Coordinate labeling data
>> BEGIN
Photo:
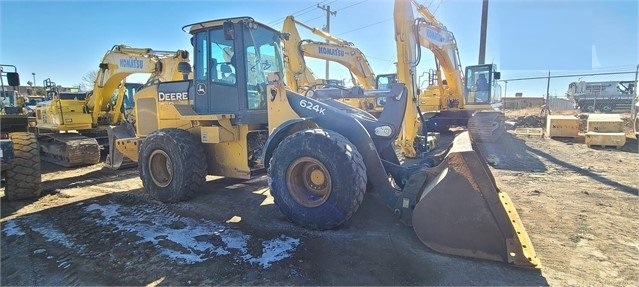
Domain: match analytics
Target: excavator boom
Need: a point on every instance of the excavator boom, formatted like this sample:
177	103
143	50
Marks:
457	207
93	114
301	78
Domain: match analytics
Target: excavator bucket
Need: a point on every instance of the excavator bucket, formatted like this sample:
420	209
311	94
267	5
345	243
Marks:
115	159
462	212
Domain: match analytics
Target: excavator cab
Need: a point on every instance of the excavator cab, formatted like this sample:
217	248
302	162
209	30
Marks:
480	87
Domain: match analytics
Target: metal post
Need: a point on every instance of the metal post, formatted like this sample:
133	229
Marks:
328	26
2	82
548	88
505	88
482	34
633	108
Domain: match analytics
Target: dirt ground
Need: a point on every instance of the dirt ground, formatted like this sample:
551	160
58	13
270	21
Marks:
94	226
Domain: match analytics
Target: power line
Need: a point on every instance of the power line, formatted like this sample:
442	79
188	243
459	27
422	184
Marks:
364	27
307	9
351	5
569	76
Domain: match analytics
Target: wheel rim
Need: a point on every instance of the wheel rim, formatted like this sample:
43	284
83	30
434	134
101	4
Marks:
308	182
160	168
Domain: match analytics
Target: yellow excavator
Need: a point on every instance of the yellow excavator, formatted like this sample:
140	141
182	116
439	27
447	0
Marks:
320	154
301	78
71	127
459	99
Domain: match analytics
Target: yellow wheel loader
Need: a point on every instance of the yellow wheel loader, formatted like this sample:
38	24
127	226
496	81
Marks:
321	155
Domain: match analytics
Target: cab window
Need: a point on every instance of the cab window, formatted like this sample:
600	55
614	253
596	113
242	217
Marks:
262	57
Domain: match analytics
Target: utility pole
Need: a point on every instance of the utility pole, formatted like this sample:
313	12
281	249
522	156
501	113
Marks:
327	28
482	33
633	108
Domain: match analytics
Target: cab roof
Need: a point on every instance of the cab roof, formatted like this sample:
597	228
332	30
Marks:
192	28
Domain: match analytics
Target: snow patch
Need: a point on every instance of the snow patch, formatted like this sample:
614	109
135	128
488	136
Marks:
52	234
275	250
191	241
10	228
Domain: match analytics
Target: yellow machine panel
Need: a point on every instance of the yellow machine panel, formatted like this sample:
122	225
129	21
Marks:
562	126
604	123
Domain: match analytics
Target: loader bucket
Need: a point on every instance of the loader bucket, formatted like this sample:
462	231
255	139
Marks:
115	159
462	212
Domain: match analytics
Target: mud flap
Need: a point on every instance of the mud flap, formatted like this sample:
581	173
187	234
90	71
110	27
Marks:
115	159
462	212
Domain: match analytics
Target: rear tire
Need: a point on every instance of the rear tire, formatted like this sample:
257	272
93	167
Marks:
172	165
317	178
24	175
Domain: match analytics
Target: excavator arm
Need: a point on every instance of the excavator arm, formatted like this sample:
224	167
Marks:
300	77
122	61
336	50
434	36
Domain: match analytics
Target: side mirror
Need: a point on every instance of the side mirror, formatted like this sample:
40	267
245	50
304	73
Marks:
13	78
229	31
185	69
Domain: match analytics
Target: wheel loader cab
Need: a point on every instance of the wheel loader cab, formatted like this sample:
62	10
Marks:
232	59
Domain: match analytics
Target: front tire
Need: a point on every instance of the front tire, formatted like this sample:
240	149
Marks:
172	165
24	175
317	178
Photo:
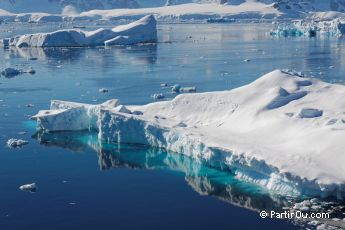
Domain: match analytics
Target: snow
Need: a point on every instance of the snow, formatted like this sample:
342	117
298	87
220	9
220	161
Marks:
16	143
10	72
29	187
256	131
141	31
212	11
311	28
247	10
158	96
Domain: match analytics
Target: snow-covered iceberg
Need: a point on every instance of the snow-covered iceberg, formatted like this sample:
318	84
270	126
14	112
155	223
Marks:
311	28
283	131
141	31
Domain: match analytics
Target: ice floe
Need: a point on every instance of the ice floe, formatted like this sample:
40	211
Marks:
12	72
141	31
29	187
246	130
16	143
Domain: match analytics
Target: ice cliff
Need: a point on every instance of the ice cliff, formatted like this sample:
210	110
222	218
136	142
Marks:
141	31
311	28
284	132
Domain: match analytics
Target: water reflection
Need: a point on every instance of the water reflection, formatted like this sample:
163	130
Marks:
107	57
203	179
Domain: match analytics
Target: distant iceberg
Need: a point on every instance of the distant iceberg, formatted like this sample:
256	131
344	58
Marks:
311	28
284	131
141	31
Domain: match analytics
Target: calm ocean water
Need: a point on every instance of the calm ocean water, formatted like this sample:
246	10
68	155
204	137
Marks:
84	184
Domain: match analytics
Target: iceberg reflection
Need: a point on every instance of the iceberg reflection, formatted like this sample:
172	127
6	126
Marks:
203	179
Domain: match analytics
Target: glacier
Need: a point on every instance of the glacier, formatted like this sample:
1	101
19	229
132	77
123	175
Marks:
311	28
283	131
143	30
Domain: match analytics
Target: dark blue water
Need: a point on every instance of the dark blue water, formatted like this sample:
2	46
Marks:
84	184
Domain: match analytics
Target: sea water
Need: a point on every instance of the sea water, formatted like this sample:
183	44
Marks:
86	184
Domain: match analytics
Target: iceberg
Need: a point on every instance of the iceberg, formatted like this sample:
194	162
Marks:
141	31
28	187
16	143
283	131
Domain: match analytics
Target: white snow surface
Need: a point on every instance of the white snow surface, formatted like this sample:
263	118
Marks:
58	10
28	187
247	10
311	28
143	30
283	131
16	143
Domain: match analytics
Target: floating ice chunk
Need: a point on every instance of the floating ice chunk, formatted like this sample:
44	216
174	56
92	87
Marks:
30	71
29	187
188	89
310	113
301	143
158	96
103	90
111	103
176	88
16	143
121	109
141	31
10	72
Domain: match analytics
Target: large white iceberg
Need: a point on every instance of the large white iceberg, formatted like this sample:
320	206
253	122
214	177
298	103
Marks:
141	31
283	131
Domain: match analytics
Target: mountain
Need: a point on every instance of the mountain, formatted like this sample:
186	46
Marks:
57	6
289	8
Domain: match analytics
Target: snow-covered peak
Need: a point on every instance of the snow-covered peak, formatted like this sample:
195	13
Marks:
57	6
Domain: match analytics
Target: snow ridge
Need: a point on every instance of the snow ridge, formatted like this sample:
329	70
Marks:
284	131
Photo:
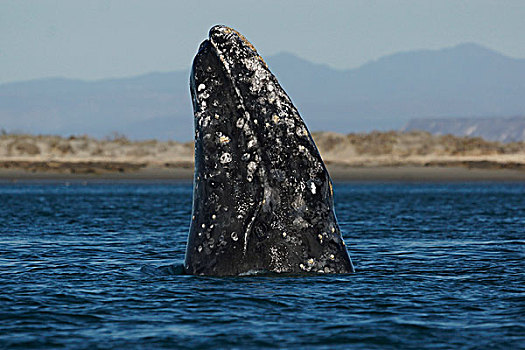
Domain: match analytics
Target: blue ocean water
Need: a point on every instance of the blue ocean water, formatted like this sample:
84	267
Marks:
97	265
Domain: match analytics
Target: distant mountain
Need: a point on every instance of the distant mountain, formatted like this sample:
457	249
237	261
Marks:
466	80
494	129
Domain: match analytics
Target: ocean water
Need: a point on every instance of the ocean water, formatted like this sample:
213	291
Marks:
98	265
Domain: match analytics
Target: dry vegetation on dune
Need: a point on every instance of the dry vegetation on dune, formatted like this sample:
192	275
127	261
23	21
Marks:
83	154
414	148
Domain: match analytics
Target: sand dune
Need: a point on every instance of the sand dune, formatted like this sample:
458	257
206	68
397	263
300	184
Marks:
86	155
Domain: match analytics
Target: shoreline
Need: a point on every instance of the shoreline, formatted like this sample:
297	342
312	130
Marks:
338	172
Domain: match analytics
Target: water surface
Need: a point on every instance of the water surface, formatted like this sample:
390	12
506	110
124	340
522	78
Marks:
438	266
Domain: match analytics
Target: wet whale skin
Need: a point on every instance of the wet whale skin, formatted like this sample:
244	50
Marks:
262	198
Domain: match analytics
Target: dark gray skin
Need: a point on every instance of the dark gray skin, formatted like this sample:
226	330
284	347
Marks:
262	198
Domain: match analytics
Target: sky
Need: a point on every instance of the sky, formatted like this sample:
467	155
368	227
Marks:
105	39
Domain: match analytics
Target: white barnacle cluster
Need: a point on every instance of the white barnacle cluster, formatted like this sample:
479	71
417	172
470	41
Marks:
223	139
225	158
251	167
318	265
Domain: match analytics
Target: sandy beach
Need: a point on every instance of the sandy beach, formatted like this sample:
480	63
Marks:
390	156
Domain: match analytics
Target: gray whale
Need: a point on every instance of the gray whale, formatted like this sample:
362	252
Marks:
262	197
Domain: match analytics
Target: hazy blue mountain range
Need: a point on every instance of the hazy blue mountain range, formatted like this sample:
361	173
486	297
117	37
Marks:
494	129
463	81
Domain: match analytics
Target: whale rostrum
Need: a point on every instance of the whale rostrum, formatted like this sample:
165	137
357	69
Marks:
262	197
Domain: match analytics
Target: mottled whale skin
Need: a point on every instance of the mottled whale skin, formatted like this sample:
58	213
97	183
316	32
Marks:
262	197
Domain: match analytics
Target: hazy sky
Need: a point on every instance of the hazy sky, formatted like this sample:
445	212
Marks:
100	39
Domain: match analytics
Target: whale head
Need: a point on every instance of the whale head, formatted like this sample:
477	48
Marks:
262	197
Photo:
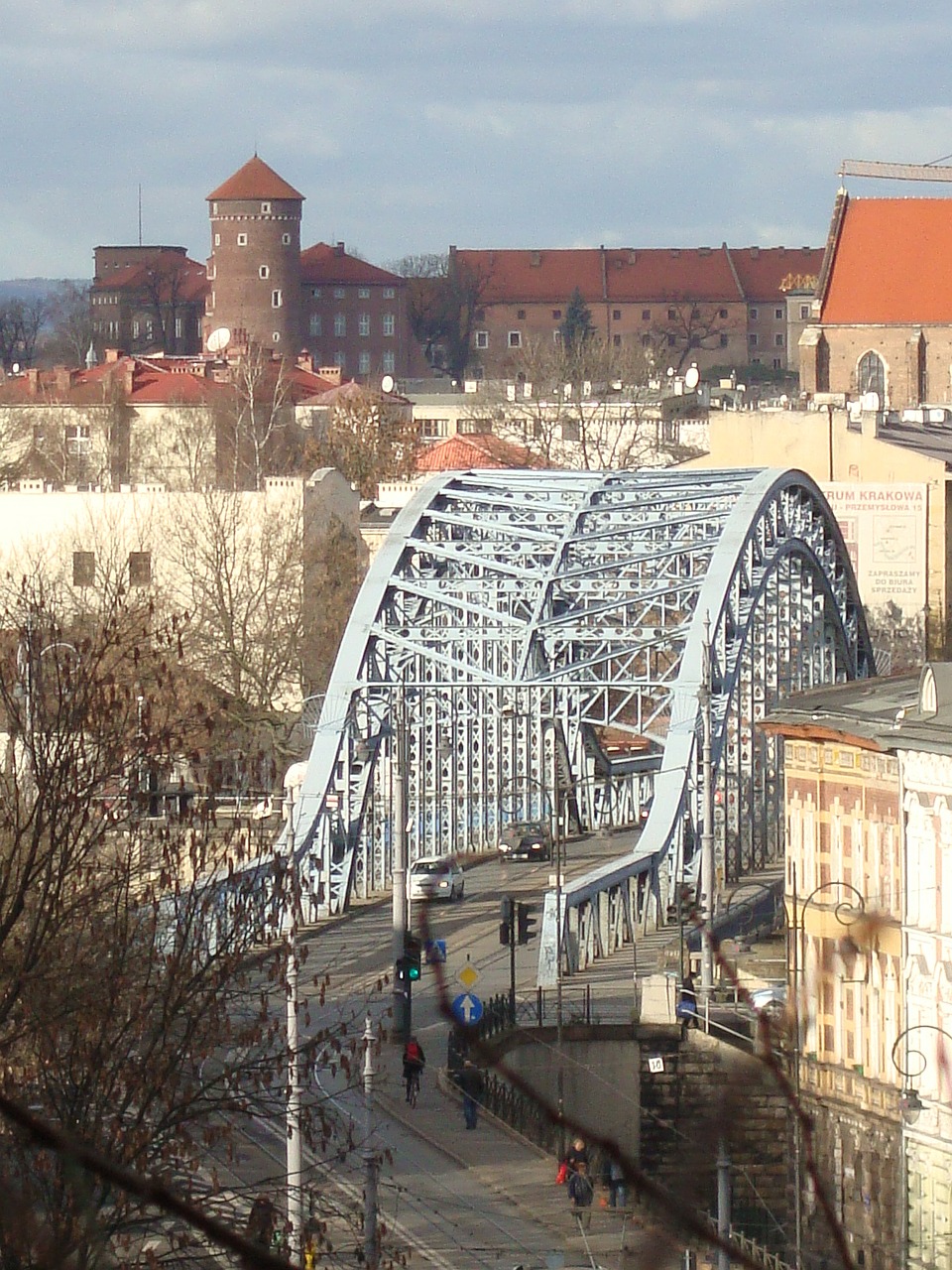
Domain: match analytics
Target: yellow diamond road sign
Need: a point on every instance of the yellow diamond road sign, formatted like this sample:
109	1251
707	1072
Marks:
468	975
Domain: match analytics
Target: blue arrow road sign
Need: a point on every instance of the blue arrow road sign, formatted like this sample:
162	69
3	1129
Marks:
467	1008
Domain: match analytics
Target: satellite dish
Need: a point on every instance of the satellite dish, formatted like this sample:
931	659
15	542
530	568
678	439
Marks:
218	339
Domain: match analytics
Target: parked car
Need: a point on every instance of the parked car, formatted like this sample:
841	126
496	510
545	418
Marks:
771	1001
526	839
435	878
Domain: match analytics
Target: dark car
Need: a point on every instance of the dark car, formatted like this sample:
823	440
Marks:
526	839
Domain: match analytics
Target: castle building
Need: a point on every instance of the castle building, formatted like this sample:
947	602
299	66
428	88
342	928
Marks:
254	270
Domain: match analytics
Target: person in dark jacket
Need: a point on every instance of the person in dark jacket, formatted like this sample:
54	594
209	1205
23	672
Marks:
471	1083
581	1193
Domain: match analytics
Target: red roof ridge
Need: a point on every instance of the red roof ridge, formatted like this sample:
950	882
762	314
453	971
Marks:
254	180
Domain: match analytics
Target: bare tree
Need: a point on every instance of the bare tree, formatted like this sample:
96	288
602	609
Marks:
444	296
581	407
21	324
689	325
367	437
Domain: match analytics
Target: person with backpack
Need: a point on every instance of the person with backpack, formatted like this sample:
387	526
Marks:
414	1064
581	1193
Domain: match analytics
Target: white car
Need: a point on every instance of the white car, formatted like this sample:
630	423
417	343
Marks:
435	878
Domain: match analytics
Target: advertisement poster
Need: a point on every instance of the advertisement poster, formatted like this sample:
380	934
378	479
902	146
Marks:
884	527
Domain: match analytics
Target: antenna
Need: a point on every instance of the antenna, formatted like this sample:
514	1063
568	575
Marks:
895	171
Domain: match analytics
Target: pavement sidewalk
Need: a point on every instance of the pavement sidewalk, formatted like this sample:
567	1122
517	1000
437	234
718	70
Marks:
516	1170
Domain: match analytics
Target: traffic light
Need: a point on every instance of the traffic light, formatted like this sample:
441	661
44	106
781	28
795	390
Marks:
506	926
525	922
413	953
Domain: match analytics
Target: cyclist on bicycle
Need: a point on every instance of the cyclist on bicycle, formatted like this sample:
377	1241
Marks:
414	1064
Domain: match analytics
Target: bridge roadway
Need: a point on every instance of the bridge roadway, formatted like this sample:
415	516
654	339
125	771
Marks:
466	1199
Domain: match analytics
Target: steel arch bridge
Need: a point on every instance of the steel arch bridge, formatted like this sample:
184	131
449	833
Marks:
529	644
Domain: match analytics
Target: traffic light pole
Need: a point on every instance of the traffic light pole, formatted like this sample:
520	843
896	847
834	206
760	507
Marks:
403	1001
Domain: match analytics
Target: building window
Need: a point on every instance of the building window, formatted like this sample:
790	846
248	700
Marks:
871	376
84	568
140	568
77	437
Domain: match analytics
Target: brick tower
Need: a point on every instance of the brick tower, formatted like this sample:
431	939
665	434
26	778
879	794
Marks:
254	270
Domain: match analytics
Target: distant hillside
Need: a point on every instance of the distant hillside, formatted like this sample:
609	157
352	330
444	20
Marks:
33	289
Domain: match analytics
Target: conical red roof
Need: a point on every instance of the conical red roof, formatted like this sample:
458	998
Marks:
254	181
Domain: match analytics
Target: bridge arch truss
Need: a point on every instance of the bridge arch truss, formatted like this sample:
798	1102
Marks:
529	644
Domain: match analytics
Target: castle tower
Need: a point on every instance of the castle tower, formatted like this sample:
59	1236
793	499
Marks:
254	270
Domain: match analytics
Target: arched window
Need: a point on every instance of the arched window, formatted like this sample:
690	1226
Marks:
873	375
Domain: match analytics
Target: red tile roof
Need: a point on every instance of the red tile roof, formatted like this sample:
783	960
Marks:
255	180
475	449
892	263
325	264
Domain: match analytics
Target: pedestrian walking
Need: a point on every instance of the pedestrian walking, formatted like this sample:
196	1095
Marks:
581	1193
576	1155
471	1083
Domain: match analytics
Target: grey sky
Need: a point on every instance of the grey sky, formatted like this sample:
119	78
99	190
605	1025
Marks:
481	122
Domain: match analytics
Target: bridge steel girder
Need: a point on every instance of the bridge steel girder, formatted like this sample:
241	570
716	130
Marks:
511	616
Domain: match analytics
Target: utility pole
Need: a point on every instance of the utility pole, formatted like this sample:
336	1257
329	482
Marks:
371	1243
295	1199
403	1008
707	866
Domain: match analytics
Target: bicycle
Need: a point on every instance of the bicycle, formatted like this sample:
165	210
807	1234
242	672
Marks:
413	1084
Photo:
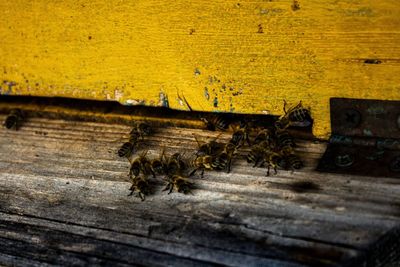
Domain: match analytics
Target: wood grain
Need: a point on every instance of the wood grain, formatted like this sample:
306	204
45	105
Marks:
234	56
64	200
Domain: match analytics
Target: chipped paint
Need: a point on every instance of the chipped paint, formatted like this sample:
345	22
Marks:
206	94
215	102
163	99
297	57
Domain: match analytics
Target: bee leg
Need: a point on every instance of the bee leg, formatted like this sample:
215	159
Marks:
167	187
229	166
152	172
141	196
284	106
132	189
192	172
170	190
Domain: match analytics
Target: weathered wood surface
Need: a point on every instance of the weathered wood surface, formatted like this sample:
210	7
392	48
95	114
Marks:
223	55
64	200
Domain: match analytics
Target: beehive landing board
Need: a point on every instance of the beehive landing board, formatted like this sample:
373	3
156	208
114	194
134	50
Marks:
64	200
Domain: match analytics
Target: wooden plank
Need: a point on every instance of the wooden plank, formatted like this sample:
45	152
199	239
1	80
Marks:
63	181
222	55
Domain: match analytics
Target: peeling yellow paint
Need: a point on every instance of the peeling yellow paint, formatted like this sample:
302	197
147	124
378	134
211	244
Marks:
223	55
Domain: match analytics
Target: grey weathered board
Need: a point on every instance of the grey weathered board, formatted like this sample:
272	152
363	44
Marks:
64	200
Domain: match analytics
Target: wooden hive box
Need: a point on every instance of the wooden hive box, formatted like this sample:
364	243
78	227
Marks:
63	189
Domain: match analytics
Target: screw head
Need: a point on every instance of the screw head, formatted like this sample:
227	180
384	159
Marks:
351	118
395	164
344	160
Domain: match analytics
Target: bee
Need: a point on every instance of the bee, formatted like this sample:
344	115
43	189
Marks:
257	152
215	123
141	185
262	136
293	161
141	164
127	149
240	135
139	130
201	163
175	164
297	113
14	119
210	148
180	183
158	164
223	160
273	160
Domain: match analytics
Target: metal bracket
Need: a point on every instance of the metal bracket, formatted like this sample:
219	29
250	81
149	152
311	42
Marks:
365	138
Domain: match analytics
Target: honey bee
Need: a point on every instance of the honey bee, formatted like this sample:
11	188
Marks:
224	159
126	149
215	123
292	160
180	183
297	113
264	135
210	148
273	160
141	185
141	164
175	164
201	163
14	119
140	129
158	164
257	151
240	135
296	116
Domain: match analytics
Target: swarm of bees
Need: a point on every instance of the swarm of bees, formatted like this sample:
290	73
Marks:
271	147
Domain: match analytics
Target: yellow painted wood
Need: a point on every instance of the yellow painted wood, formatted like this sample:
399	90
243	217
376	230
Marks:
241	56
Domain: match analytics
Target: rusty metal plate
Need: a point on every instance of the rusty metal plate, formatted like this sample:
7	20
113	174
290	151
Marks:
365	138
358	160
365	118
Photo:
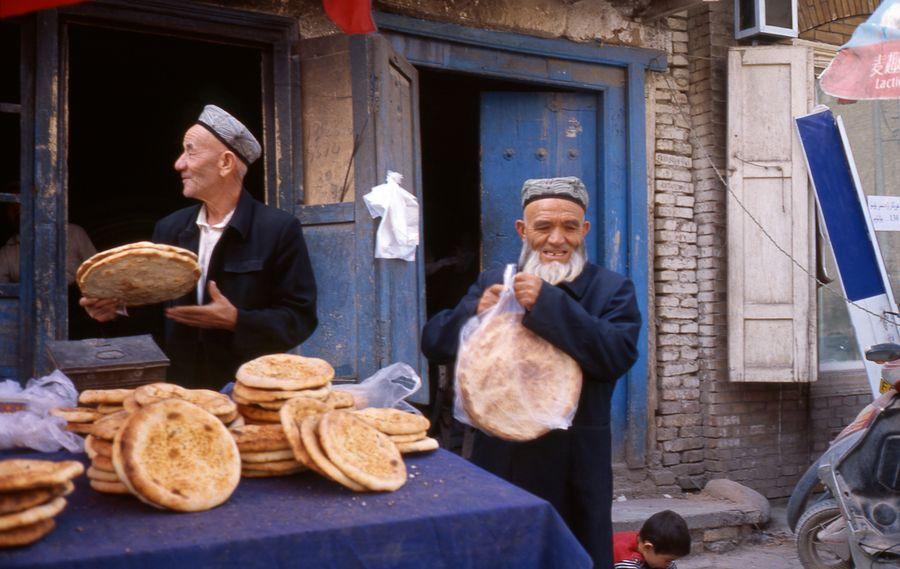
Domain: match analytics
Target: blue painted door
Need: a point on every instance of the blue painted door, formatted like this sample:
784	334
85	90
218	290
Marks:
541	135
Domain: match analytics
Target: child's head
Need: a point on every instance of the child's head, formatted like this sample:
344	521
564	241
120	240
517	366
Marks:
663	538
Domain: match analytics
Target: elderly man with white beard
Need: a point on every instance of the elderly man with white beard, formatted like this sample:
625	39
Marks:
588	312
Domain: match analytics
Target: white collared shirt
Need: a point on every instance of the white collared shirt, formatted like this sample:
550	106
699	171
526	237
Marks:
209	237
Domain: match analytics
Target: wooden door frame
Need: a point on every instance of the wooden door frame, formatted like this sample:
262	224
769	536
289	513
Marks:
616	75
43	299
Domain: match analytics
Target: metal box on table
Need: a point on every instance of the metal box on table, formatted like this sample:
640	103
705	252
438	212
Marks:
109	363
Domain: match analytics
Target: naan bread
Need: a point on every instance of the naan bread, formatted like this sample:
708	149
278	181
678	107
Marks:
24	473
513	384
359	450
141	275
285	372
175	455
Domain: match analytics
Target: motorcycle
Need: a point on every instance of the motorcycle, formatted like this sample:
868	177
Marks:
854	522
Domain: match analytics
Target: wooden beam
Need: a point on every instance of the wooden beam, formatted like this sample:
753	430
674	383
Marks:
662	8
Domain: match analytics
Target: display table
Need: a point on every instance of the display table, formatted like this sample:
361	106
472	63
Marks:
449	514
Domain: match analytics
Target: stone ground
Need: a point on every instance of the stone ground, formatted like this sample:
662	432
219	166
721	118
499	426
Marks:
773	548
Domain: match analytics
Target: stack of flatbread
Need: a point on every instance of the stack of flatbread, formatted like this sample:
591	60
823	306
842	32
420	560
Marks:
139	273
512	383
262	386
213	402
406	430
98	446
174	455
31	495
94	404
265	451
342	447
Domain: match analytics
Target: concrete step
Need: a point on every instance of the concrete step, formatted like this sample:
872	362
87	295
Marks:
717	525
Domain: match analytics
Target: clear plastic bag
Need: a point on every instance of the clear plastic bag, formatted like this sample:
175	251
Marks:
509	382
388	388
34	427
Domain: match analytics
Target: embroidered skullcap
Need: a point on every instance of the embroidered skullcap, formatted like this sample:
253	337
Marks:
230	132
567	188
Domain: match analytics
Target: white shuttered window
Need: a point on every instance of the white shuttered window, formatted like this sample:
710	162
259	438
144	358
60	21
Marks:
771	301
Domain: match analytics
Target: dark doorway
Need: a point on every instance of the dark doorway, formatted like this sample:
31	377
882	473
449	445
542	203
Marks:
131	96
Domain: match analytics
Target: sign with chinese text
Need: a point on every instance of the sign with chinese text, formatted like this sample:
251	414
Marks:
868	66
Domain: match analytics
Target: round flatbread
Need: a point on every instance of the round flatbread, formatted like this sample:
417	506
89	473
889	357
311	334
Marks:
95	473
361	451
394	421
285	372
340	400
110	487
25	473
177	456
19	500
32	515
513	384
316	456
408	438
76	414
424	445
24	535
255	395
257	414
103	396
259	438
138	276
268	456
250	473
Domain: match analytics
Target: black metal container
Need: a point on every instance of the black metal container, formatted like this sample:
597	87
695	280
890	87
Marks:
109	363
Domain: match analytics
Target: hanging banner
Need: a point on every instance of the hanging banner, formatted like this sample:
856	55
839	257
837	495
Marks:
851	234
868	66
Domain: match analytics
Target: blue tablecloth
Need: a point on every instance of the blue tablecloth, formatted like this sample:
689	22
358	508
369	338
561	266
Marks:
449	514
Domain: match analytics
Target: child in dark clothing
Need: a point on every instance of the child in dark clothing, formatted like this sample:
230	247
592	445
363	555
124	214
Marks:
>> END
**WHAT YOU WILL DO**
Please locate every line in the items above that contains the word "embroidered" and copy each one out. Case counts.

**SOLUTION TO THIS EXERCISE**
Target: embroidered skullcap
Need: a point on every instance of the embroidered skullcap, formatted like this sample:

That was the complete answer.